### Problems and tasks
(1) In the text on deaths attributed to liberal policies, what is the banning of DDT implicated in?
(2) Carry on the text about deaths attributed to liberal policies from the point where it ends.

### Text excerpt
[Start of Attachment]

A deficit of 260,000 Americans were murdered during this period. Over a quarter of a million people, dead before their time, many under the most terrifying circumstances conceivable. It is possible that no family in the United States has not been at least indirectly affected.
We can add the CAFE standards, federal regulations dictating mileage rates for new cars. The only method of achieving the drastic new rates was by cutting automobile size and weight, increasing impact dangers to drivers and passengers. Studies by Harvard University and the Brookings Institution suggest that the numbers of ensuing deaths may exceed 120,000.
Then consider the mentally ill tossed out onto the streets unprepared and unsupervised as a money-saving measure beginning in the early 1970s. The aged veterans thrown out of VA hospitals today. The banning of halon, the single most effective fire retardant, with no suitable replacement. The children murdered while in the hands of state family-service agencies. (For an example of this type of atrocity, read this account of a young girl who escaped death by a whisker while agents of our government, paid for with our taxes, looked on.) AIDS policy, drug policy, immigration policy... we could fill a page with no more than the list itself. While the actual numbers remain hazy -- no one is keeping track, after all -- there can be no question that the death rate caused by government intervention is no less than horrifying.
Moving out into the world at large, we will examine the banning of DDT, implicated in the deaths of up to 30 million malaria victims -- most of them children. And the foreign policy initiatives so brightly informed by liberal idealism in such places as Vietnam, Cambodia, Nicaragua, Iran, and Zimbabwe. Now we're talking real numbers.
It will come as no news to readers of this site that liberal policies tend to fail. But some of them fail catastrophically. And when they do, they kill. They kill in large numbers. They have been killing for decades, and they will continue to kill for as long as we allow it.

[End of Attachment]

[Dataset entries]
[Start of Attachment]

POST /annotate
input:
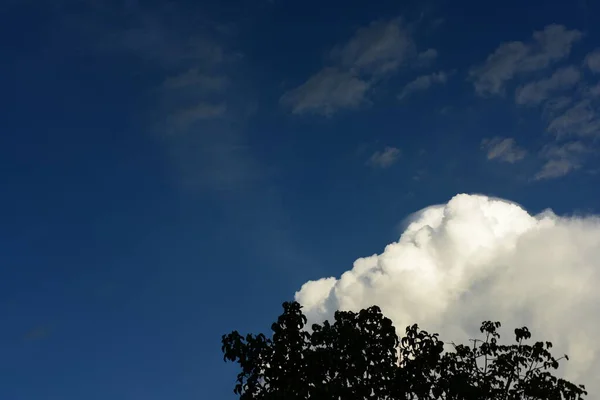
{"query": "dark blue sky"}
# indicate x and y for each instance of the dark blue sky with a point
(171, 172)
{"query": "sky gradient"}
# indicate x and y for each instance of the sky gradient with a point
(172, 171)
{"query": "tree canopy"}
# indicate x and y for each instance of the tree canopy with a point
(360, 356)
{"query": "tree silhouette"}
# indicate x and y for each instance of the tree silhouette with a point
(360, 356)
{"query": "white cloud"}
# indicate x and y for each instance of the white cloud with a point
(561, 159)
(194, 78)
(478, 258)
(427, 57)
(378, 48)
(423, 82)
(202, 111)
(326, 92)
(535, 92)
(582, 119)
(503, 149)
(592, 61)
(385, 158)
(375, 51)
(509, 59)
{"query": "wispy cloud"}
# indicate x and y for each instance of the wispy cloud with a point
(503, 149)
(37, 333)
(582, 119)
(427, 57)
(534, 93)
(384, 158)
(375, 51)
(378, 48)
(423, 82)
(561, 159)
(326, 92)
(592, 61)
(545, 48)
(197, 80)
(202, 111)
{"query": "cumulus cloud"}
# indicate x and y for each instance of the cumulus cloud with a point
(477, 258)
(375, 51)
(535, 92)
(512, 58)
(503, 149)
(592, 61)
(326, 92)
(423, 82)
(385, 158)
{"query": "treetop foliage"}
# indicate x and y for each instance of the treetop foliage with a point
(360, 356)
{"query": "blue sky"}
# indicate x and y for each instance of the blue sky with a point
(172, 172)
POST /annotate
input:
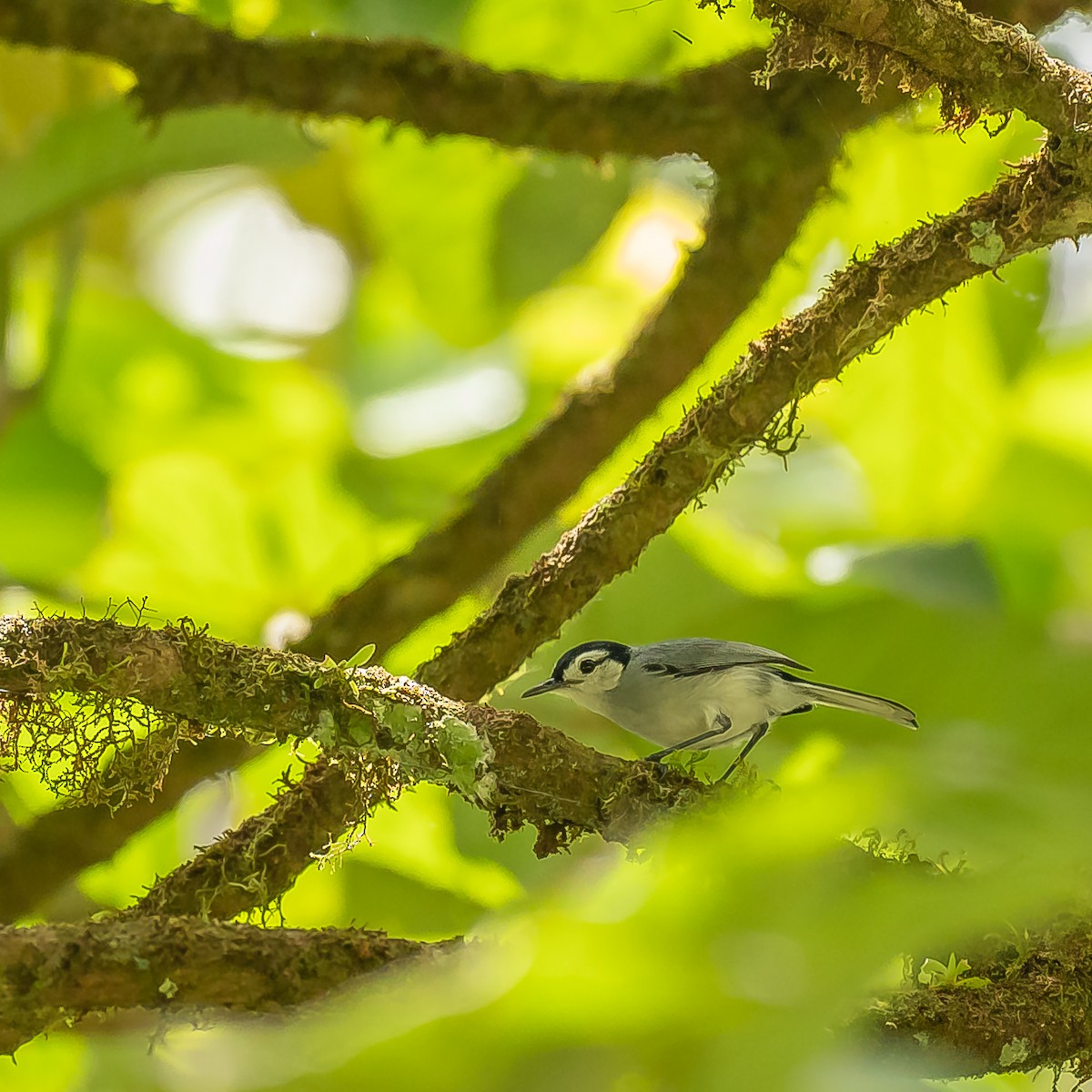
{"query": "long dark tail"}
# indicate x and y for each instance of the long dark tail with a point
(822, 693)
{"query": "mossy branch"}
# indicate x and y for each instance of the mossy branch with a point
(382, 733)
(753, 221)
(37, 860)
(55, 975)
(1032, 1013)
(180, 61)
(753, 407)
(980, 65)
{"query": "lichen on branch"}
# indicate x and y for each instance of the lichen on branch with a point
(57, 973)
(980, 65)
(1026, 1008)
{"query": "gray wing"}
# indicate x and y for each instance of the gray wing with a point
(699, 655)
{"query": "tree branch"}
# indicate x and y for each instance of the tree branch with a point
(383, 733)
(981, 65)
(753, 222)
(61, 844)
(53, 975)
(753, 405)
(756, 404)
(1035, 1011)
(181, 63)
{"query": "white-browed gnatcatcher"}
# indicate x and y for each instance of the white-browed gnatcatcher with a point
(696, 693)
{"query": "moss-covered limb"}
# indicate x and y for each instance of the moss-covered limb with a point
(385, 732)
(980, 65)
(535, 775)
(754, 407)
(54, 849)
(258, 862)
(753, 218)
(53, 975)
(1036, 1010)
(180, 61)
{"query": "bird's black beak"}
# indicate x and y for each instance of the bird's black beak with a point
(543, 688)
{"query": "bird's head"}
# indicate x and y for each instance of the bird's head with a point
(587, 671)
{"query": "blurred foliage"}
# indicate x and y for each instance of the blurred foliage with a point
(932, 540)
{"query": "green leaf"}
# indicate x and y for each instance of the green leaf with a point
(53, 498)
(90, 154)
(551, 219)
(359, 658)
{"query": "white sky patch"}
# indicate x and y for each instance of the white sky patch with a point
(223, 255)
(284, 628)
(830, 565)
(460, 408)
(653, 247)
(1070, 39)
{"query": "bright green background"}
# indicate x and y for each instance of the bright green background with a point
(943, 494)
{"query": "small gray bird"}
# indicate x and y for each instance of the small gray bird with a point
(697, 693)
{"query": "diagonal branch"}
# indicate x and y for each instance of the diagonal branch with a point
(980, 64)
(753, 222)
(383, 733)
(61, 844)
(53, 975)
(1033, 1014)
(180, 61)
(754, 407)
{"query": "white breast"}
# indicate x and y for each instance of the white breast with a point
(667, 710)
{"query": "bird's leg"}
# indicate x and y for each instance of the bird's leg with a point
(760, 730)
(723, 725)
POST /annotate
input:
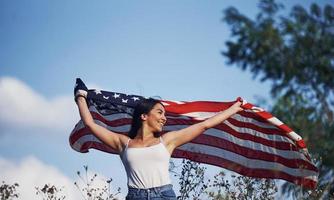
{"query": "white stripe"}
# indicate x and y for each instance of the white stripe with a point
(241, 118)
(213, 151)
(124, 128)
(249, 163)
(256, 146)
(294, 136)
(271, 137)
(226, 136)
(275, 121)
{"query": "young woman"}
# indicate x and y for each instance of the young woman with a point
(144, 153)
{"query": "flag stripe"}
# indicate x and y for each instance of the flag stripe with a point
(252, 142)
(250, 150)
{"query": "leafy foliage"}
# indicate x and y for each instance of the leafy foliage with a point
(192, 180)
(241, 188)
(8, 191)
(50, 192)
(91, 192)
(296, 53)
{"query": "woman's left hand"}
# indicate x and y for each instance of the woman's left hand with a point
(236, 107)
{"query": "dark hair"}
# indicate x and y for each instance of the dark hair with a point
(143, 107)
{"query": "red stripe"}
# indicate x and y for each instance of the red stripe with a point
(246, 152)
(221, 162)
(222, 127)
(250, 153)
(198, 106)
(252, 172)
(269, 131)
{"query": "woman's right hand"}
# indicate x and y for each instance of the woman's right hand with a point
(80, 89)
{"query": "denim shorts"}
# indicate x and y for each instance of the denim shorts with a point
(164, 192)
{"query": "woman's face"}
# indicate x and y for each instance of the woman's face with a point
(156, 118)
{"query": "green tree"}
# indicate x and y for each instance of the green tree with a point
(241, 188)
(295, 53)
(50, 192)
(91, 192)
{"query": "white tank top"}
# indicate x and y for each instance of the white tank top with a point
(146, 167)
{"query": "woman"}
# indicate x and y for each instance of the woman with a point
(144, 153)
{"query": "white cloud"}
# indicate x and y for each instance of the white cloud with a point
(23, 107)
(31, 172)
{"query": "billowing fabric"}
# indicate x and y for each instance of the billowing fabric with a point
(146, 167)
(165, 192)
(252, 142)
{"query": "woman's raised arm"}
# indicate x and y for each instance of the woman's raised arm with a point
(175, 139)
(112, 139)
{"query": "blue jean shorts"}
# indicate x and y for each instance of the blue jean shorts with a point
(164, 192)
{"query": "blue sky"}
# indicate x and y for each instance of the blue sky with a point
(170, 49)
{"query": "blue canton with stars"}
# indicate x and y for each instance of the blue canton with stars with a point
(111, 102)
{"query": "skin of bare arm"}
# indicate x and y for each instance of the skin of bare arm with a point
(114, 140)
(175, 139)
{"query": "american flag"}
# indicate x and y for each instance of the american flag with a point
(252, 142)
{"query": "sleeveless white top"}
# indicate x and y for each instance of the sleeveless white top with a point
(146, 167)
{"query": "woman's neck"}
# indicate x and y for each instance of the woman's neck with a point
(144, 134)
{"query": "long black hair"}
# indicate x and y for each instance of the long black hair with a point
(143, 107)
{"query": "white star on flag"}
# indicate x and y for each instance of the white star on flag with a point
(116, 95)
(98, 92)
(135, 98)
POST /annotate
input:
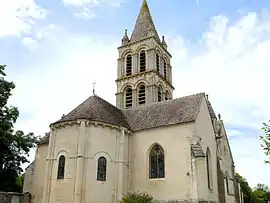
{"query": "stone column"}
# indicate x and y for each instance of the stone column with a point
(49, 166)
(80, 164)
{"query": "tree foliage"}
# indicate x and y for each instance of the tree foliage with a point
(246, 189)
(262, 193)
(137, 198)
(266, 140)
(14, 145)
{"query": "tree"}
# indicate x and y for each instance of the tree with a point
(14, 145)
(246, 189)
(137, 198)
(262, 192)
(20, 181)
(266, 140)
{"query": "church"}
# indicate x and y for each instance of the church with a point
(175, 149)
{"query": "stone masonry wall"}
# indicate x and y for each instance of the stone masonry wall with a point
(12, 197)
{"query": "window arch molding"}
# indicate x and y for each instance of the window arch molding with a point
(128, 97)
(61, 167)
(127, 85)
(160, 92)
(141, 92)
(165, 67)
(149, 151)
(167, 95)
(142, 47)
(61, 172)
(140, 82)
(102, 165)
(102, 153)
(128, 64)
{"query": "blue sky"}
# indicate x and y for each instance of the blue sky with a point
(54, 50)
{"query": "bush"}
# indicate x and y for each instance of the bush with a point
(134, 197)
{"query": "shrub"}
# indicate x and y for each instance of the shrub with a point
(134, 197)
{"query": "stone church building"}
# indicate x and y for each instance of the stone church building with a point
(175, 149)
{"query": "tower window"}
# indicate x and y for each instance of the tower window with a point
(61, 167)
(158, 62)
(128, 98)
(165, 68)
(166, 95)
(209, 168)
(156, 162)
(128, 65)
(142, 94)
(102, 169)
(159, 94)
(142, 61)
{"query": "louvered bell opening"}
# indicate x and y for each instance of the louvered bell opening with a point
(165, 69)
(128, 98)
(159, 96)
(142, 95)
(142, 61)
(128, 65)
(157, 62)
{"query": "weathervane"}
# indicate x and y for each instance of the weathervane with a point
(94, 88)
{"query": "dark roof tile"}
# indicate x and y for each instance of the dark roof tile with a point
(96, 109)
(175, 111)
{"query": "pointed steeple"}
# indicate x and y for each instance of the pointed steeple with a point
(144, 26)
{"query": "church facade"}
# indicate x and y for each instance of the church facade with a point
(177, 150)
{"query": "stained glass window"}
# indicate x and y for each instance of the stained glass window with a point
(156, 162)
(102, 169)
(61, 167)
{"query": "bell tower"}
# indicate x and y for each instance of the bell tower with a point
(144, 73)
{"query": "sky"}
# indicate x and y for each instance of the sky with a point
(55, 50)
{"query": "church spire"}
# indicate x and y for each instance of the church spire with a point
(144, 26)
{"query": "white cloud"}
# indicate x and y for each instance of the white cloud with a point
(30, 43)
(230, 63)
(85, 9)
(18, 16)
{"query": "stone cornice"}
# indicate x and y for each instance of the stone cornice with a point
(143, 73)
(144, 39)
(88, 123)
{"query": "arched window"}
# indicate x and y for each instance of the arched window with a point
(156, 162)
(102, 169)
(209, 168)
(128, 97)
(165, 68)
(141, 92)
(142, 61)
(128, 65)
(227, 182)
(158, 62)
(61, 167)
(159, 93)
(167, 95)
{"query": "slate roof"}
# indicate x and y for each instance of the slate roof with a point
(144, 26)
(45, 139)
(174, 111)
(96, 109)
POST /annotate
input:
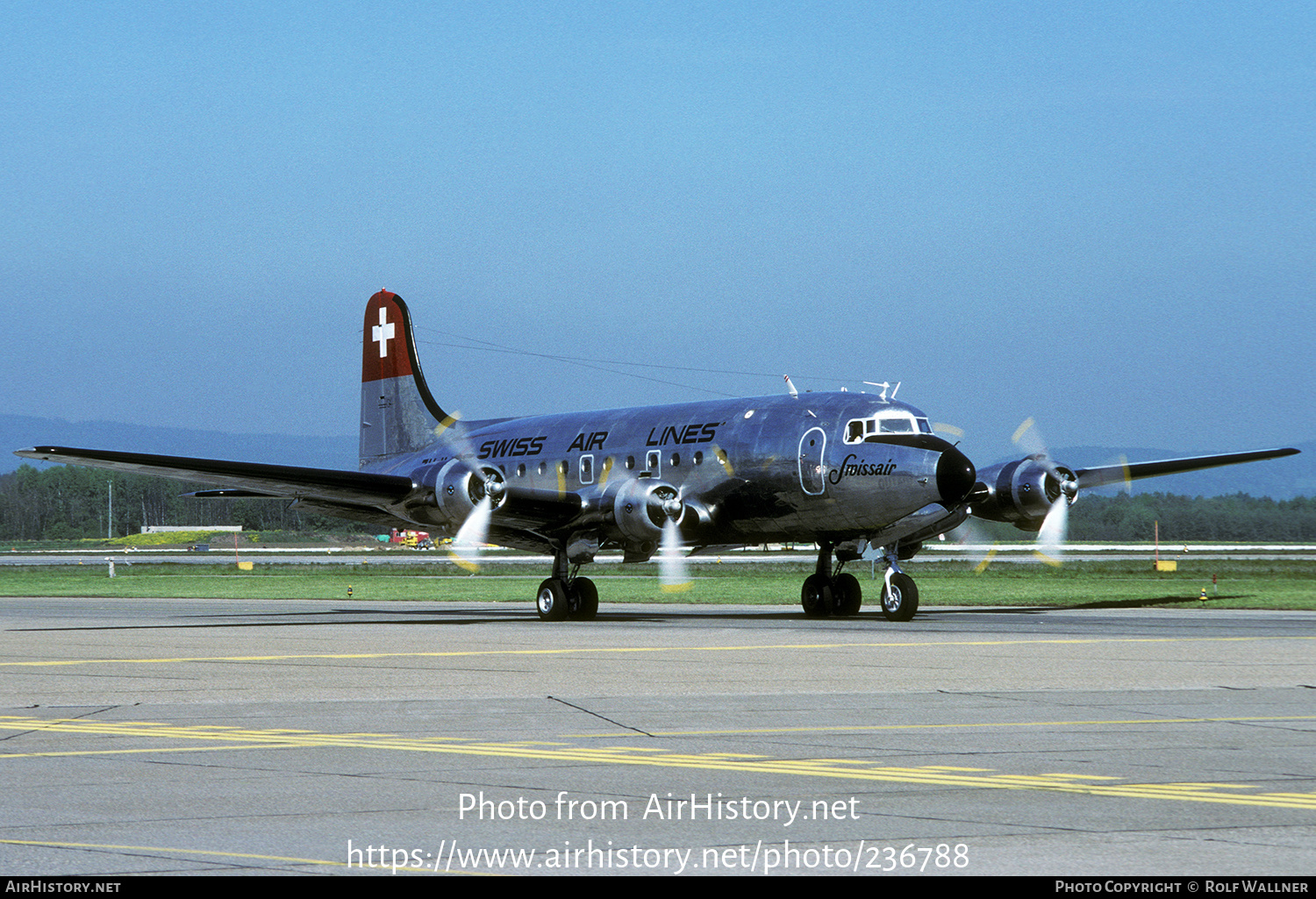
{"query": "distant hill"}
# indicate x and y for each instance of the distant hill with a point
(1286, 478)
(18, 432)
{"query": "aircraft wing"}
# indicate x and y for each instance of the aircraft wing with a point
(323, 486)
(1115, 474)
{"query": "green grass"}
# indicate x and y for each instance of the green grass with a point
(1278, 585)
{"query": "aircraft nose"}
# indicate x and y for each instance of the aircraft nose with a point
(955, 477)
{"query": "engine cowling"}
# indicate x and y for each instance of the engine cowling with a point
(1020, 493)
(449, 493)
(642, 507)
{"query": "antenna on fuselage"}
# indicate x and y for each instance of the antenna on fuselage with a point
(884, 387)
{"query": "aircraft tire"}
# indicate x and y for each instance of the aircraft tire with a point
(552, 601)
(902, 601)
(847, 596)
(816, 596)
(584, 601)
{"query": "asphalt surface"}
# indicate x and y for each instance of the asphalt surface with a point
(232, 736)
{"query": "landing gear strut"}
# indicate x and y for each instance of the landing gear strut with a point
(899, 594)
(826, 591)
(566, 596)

[End of Attachment]

### Answers to the exercises
(1) The deaths of up to 30 million malaria victims, most of them children.

(2)
The process is called democide, the murder of a populace by its own government. It can occur through malice, or indifference, or through incompetence. Almost always, it is instigated by an ideology -- fascism, Nazism, communism... and liberalism. According to Dr. R.J. Rummel, the sole scholar of democide (you'd think there would be droves of researchers working on such a critical topic -- but you'd be wrong), 262 million people have died by such means over the past century. Against that number, a half-million is a bagatelle, a drop in the bucket.
But it happened in our country. It happened in America.
The book I've written is provisionally titled "American Democide: Liberalism and the Politics of Death" --- though can be improved. The manuscript is now effectively finished, and ready to make the rounds. I've written books before this, and I'll write others afterward. But this one is different. I'm not so arrogant (believe it or not) to think it will change anything when it appears. But I will say this: in a time when liberalism appears to be resurgent nationwide, and may soon be in a position to inflict yet another series of lethal policies on the people of this country, the facts in this book can act as a new weapon to arm the opposition, when the old ones seem to be losing their edge.
Liberals have turned their backs on the price of their gaudy little dreams. They have walked away from their failures and their victims, all the while posing as the humane, the decent, the moral superior. It's time for that mask to come off.
J.R. Dunn is consulting editor of American Thinker.